Gather every line in the data below that contains the word "white", and copy each one.

(Extracts from a box-labeled dataset)
------------------------

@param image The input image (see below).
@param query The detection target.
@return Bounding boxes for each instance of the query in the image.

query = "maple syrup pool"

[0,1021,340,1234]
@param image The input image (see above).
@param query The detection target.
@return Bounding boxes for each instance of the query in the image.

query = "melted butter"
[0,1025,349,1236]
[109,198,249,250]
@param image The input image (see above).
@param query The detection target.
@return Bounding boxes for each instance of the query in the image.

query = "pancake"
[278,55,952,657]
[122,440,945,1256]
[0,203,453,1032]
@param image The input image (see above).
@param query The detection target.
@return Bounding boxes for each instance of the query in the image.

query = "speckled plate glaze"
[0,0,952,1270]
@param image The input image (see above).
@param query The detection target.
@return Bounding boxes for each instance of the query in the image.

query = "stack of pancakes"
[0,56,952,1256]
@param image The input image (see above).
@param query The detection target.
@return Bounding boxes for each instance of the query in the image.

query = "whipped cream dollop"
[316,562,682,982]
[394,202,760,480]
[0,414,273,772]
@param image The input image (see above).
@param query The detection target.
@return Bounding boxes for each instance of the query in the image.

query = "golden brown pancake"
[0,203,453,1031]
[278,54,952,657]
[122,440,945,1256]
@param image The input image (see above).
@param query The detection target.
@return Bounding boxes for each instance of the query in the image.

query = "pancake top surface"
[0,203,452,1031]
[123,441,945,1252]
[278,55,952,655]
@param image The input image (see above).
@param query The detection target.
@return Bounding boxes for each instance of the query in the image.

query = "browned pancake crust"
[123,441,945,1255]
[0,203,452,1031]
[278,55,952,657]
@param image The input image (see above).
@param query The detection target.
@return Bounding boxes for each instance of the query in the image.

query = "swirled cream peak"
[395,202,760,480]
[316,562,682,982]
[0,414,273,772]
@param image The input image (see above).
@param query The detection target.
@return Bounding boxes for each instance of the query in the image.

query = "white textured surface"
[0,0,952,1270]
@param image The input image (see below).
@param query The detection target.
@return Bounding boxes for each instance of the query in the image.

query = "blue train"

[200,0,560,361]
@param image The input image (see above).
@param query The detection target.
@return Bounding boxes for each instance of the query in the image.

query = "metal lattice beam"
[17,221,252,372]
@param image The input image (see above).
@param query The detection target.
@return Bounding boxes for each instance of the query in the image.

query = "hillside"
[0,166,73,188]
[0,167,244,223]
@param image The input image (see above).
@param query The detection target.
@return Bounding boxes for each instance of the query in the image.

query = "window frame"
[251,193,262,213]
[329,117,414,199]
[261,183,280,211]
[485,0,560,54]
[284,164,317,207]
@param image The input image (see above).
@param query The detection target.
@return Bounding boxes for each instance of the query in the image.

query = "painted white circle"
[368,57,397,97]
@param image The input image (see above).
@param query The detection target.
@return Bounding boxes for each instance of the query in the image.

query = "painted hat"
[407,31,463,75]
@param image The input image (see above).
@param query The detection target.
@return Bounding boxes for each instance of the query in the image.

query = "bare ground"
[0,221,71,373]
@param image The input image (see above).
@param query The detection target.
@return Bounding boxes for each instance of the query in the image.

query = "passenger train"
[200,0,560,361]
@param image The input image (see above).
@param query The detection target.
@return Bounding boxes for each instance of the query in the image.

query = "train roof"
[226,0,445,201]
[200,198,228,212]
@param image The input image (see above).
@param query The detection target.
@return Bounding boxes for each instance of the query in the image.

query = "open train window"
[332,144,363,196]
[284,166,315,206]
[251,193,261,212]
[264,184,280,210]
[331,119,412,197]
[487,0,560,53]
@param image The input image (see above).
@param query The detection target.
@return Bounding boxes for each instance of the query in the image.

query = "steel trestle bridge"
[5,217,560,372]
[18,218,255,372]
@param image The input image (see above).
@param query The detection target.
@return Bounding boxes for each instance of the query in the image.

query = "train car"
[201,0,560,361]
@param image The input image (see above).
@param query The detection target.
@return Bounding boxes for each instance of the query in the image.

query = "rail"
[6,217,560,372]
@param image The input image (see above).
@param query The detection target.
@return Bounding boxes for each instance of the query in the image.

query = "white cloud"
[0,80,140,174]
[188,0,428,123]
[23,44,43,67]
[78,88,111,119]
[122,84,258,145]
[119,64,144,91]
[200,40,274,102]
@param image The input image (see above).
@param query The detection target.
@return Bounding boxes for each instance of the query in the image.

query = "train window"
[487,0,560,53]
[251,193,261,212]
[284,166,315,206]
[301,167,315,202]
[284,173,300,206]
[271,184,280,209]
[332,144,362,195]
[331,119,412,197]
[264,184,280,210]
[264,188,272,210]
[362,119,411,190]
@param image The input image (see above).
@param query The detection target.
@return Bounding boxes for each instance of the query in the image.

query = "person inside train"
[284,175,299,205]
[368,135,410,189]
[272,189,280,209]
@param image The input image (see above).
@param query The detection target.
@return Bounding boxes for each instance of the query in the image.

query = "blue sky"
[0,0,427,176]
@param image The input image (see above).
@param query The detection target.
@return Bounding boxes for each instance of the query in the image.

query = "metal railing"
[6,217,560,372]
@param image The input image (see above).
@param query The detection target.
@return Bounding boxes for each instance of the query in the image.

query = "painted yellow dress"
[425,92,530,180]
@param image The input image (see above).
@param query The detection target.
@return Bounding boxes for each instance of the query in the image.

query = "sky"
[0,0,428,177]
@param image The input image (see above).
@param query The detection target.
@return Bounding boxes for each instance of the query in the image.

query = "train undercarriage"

------------------------

Reply
query = "white textured surface"
query = "painted white circle"
query = "white cloud"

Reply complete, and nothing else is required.